Exercise goal = Set down all of the entries precisely as they were written.
-------- Data
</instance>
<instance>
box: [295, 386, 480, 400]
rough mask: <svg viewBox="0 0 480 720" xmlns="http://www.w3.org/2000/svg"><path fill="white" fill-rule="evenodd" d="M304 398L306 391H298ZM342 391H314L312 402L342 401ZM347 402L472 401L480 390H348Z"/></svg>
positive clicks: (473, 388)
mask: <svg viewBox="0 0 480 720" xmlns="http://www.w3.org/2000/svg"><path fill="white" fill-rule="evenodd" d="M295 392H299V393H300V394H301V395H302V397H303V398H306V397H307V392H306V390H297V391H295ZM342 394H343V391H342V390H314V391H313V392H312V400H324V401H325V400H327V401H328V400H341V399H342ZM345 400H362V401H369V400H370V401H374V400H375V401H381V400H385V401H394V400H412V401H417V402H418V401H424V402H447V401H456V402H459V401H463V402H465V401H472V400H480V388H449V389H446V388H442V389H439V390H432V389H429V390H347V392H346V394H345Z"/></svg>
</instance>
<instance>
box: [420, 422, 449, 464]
----------------
Solved problem =
</instance>
<instance>
box: [295, 386, 480, 400]
rough mask: <svg viewBox="0 0 480 720" xmlns="http://www.w3.org/2000/svg"><path fill="white" fill-rule="evenodd" d="M304 398L306 391H298ZM342 391H314L312 402L342 401ZM347 402L472 401L480 390H348Z"/></svg>
positive clicks: (473, 388)
mask: <svg viewBox="0 0 480 720" xmlns="http://www.w3.org/2000/svg"><path fill="white" fill-rule="evenodd" d="M295 392H299V393H300V394H301V395H302V397H303V398H306V397H307V392H306V390H297V391H295ZM342 394H343V391H342V390H314V391H313V392H312V400H324V401H325V400H327V401H328V400H341V399H342ZM345 400H362V401H369V400H370V401H374V400H375V401H381V400H385V401H394V400H412V401H417V402H418V401H424V402H447V401H456V402H459V401H463V402H465V401H472V400H480V388H449V389H446V388H442V389H439V390H432V389H429V390H347V392H346V394H345Z"/></svg>
</instance>
<instance>
box: [420, 422, 449, 464]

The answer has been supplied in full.